**TASK GOAL**
A copy is needed of each line in the records that has the word "road".
(AVAILABLE DATA begins)
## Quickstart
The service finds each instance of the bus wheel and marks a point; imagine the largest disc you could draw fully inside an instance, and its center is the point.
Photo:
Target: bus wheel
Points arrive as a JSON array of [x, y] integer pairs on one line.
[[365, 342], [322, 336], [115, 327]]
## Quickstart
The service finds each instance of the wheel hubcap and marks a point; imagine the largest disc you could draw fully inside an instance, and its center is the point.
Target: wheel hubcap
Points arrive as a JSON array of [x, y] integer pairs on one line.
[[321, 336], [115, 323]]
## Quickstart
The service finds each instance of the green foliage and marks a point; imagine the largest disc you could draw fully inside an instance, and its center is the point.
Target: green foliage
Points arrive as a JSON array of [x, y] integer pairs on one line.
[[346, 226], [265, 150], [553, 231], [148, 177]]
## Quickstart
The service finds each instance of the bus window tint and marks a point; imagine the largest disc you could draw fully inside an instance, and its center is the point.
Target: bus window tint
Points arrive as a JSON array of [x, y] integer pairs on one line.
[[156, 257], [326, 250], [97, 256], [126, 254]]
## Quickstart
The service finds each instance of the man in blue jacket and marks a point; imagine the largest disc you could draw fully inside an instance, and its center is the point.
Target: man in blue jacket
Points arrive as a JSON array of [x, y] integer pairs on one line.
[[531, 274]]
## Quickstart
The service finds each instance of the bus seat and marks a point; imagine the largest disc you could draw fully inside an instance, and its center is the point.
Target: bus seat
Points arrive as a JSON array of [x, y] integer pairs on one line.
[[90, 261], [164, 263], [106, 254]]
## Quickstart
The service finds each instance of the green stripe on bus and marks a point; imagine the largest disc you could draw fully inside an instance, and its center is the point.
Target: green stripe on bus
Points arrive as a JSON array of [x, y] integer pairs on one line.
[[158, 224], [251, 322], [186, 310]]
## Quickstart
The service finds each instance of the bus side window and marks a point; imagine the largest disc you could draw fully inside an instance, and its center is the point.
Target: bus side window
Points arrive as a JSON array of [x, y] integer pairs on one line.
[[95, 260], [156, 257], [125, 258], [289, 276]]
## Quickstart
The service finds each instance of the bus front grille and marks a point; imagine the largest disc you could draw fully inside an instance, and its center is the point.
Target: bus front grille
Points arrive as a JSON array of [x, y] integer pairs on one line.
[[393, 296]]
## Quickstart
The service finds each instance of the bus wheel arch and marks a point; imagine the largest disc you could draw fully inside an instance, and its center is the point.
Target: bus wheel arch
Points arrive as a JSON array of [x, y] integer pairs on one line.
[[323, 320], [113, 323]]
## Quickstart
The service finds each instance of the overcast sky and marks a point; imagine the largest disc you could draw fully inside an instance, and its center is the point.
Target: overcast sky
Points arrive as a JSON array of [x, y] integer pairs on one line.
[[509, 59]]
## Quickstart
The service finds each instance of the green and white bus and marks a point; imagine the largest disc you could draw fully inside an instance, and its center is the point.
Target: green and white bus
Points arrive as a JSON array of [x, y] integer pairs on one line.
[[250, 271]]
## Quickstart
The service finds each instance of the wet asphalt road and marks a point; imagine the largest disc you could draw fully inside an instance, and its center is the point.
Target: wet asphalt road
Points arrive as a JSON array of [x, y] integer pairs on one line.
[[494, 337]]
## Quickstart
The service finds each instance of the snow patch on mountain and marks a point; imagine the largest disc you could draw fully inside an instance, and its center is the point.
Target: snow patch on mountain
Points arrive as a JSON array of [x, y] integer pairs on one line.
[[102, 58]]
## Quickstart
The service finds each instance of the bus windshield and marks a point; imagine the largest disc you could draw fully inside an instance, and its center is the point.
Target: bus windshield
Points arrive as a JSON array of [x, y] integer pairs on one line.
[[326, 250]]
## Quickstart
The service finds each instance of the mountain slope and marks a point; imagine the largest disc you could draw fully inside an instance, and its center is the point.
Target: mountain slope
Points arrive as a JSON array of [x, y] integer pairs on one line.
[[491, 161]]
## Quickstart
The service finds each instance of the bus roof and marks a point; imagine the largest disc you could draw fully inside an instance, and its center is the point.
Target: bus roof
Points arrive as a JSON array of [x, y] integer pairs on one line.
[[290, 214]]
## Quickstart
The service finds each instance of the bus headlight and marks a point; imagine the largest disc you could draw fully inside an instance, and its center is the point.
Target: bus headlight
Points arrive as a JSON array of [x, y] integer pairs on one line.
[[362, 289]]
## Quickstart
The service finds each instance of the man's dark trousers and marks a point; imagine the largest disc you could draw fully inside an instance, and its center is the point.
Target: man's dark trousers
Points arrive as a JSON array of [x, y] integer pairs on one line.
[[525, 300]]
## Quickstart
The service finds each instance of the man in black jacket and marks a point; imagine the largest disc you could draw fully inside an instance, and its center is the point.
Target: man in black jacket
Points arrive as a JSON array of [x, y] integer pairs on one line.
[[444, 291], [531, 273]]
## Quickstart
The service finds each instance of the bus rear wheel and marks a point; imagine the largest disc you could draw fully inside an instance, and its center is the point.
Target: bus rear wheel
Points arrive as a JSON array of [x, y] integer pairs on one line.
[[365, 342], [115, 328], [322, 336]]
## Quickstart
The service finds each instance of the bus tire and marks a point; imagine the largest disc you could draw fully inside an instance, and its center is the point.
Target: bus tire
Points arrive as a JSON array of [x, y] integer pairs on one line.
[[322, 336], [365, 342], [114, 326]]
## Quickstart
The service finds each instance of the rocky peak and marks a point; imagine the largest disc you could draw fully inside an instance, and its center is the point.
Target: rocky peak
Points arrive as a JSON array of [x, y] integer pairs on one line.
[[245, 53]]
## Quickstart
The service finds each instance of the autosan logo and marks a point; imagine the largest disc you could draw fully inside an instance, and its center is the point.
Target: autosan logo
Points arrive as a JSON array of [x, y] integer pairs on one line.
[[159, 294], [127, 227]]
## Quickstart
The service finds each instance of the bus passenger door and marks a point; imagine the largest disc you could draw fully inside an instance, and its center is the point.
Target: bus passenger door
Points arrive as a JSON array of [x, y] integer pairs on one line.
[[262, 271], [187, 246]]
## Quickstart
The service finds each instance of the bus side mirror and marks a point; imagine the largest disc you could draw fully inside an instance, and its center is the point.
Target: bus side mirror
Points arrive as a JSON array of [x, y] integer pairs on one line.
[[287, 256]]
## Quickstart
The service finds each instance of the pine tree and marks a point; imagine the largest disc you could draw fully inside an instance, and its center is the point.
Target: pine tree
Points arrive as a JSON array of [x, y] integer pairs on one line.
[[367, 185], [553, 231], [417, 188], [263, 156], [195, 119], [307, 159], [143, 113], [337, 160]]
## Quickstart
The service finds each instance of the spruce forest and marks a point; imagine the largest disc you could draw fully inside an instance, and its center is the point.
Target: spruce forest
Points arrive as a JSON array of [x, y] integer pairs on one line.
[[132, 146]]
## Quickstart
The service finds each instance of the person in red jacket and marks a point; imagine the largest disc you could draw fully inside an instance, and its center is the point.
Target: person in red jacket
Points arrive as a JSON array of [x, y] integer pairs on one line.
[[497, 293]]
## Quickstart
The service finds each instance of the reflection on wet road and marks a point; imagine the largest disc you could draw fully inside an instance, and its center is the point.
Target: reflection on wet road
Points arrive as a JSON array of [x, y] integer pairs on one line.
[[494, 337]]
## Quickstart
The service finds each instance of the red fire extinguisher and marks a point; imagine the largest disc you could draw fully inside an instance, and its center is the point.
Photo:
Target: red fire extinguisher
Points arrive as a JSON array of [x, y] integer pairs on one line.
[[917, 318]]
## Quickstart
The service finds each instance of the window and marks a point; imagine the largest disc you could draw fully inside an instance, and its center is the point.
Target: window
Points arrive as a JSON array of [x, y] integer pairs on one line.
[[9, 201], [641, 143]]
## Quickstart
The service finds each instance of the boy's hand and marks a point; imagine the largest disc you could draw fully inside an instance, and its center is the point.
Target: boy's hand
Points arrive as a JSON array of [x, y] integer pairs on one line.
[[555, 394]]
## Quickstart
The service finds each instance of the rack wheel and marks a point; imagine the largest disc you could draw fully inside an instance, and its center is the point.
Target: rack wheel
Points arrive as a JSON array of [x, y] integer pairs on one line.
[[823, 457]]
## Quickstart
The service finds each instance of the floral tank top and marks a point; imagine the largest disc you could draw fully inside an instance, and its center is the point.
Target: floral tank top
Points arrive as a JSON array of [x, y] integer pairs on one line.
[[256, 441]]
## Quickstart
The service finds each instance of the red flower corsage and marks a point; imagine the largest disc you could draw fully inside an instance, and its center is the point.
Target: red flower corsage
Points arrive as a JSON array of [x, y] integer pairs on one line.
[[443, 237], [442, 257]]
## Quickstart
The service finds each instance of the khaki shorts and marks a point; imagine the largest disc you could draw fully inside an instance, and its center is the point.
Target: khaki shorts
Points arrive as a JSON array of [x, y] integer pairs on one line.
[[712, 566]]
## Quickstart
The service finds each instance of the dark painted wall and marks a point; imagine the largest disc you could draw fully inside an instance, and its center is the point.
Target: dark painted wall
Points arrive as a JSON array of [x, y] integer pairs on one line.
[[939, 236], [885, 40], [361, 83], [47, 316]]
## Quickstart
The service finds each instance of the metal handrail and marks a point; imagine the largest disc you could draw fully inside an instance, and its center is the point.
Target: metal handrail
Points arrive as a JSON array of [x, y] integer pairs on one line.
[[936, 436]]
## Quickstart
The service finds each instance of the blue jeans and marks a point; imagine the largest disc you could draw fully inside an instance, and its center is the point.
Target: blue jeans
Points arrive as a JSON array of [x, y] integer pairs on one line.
(AVAILABLE DATA ends)
**WRITTEN SOLUTION**
The service finds each instance of the wet asphalt road and marks a point; imagine the largest disc you could draw fully inside an instance, and its center is the point.
Target: wet asphalt road
The service finds each instance of the reflection on wet road and marks a point; imagine the largest disc you could draw fully inside an instance, and its center is the point.
Target: reflection on wet road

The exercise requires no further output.